## One-hot Encoding when we have multiple categorical variables

In [55]:
#importing the necessary libraries
import pandas as pd
import numpy as np

## Loading the House price Prediction dataset that has more categorical variables

In [56]:
#reading the data file with only categorical values
data = pd.read_csv('house_price_Categorical.csv')

In [57]:
data = data.select_dtypes(include=['object', 'category'])


In [58]:
data.head()

Unnamed: 0,MSZoning,Street,Alley,LotShape,LandContour,Utilities,LotConfig,LandSlope,Neighborhood,Condition1,...,GarageType,GarageFinish,GarageQual,GarageCond,PavedDrive,PoolQC,Fence,MiscFeature,SaleType,SaleCondition
0,RL,Pave,,Reg,Lvl,AllPub,Inside,Gtl,CollgCr,Norm,...,Attchd,RFn,TA,TA,Y,,,,WD,Normal
1,RL,Pave,,Reg,Lvl,AllPub,FR2,Gtl,Veenker,Feedr,...,Attchd,RFn,TA,TA,Y,,,,WD,Normal
2,RL,Pave,,IR1,Lvl,AllPub,Inside,Gtl,CollgCr,Norm,...,Attchd,RFn,TA,TA,Y,,,,WD,Normal
3,RL,Pave,,IR1,Lvl,AllPub,Corner,Gtl,Crawfor,Norm,...,Detchd,Unf,TA,TA,Y,,,,WD,Abnorml
4,RL,Pave,,IR1,Lvl,AllPub,FR2,Gtl,NoRidge,Norm,...,Attchd,RFn,TA,TA,Y,,,,WD,Normal


In [59]:
#identifying the label counts in each categorical variable
for col in data.columns:
  print(col , ':' , len(data[col].unique()), 'lables')

GIVEN INSTRUCTION:
Which CSV file does the one-hot encoding notebook load with pd.read_csv? The lines that come next have nothing to do with this.

RECORDS:
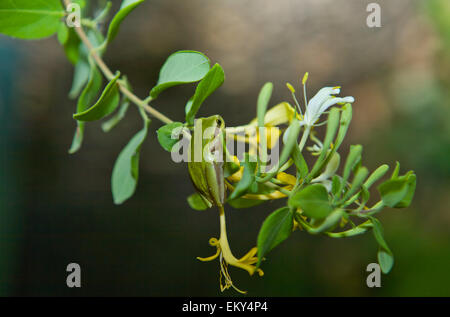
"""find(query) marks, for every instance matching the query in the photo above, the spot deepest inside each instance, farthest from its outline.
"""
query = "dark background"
(57, 208)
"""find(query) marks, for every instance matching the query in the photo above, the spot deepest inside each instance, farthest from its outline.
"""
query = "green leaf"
(196, 202)
(398, 193)
(378, 233)
(353, 157)
(213, 80)
(125, 9)
(111, 123)
(124, 105)
(30, 19)
(108, 102)
(357, 182)
(86, 98)
(376, 175)
(300, 163)
(313, 200)
(336, 185)
(80, 77)
(248, 178)
(240, 203)
(329, 222)
(181, 67)
(229, 168)
(406, 201)
(386, 260)
(332, 126)
(276, 228)
(82, 66)
(263, 102)
(70, 42)
(385, 255)
(396, 170)
(126, 169)
(165, 138)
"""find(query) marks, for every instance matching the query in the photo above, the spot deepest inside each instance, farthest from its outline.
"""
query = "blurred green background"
(56, 208)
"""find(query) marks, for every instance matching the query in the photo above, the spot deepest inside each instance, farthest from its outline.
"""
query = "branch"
(144, 104)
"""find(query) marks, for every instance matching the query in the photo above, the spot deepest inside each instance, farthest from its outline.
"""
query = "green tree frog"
(206, 159)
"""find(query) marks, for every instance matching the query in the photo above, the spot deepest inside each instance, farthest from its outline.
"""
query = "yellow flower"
(226, 257)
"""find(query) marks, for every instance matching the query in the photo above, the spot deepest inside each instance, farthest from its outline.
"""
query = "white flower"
(323, 100)
(320, 103)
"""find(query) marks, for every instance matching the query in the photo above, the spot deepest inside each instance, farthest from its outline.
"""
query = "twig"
(109, 75)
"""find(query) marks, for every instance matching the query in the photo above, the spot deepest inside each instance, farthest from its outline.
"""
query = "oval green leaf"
(167, 139)
(181, 68)
(126, 169)
(196, 202)
(108, 102)
(213, 80)
(88, 95)
(313, 200)
(125, 9)
(276, 228)
(30, 19)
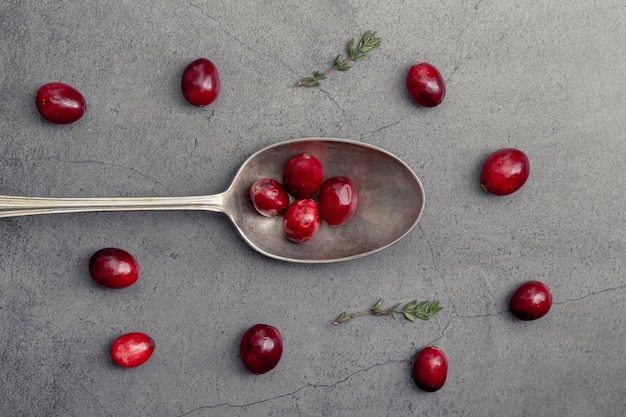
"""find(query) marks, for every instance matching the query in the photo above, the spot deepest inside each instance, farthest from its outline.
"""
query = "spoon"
(390, 201)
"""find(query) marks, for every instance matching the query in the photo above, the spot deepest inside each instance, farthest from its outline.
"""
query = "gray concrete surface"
(547, 77)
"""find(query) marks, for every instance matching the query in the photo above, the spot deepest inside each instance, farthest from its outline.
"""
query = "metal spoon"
(390, 201)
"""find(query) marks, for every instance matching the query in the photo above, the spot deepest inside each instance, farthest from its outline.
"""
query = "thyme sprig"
(368, 42)
(412, 311)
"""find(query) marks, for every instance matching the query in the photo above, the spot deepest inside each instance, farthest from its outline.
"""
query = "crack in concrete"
(107, 164)
(294, 392)
(591, 294)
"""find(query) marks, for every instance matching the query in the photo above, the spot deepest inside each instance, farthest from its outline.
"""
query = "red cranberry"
(303, 175)
(113, 268)
(531, 300)
(301, 221)
(260, 348)
(425, 85)
(504, 171)
(132, 349)
(430, 369)
(200, 82)
(337, 200)
(60, 103)
(269, 197)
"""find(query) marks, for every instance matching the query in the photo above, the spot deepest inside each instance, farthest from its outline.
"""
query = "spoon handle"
(11, 206)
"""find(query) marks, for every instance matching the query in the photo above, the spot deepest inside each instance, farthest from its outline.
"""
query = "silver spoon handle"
(11, 206)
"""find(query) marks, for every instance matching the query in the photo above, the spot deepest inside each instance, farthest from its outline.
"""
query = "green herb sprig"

FINAL RESULT:
house_price_Categorical.csv